>> BEGIN TEXT EXTRACT

Now we need to make other requests to IS Academia, which specify every parameter : computer science students, all the years, and all bachelor semester (which are a couple of two values : pedagogic period and semester type). Thus, we're going to get all the parameters we need to make the next request :


In [4]:
# We first get the "Computer science" value
computerScienceField = htmlContent.find('option', text='Informatique')
computerScienceField


Out[4]:
<option value="249847">Informatique</option>

In [5]:
computerScienceValue = computerScienceField.get('value')
computerScienceValue


Out[5]:
'249847'

In [6]:
# Then, we're going to need all the academic years values.
academicYearsField = htmlContent.find('select', attrs={'name':'ww_x_PERIODE_ACAD'})
academicYearsSet = academicYearsField.findAll('option')

# Since there are several years to remember, we're storing all of them in a table to use them later
academicYearValues = []
# We'll put the textual content in a table aswell ("Master semestre 1", "Master semestre 2"...)

>> END TEXT EXTRACT
>> BEGIN RAW DATA

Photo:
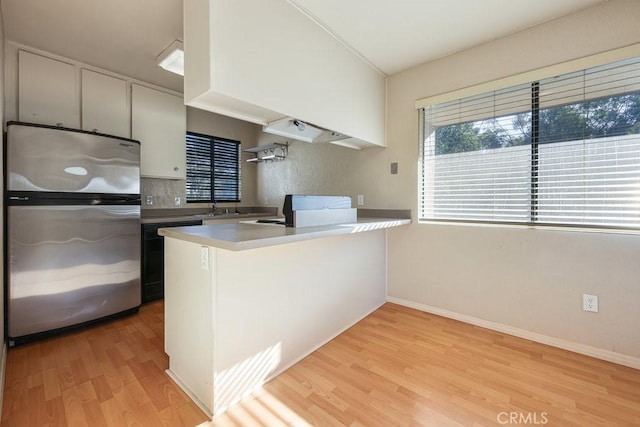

>> END RAW DATA

(GOALS):
A. Reproduce the part of the IS Academia excerpt starting at "Now we need" and ending at "computerScienceValue = computerScienceField.get('value')".
B. According to the IS Academia excerpt, which two values make up each bachelor semester?
Work only from the IS Academia excerpt.

(TASK-BY-TASK SOLUTIONS):
A.
Now we need to make other requests to IS Academia, which specify every parameter : computer science students, all the years, and all bachelor semester (which are a couple of two values : pedagogic period and semester type). Thus, we're going to get all the parameters we need to make the next request :


In [4]:
# We first get the "Computer science" value
computerScienceField = htmlContent.find('option', text='Informatique')
computerScienceField


Out[4]:
<option value="249847">Informatique</option>

In [5]:
computerScienceValue = computerScienceField.get('value')

B. Pedagogic period and semester type.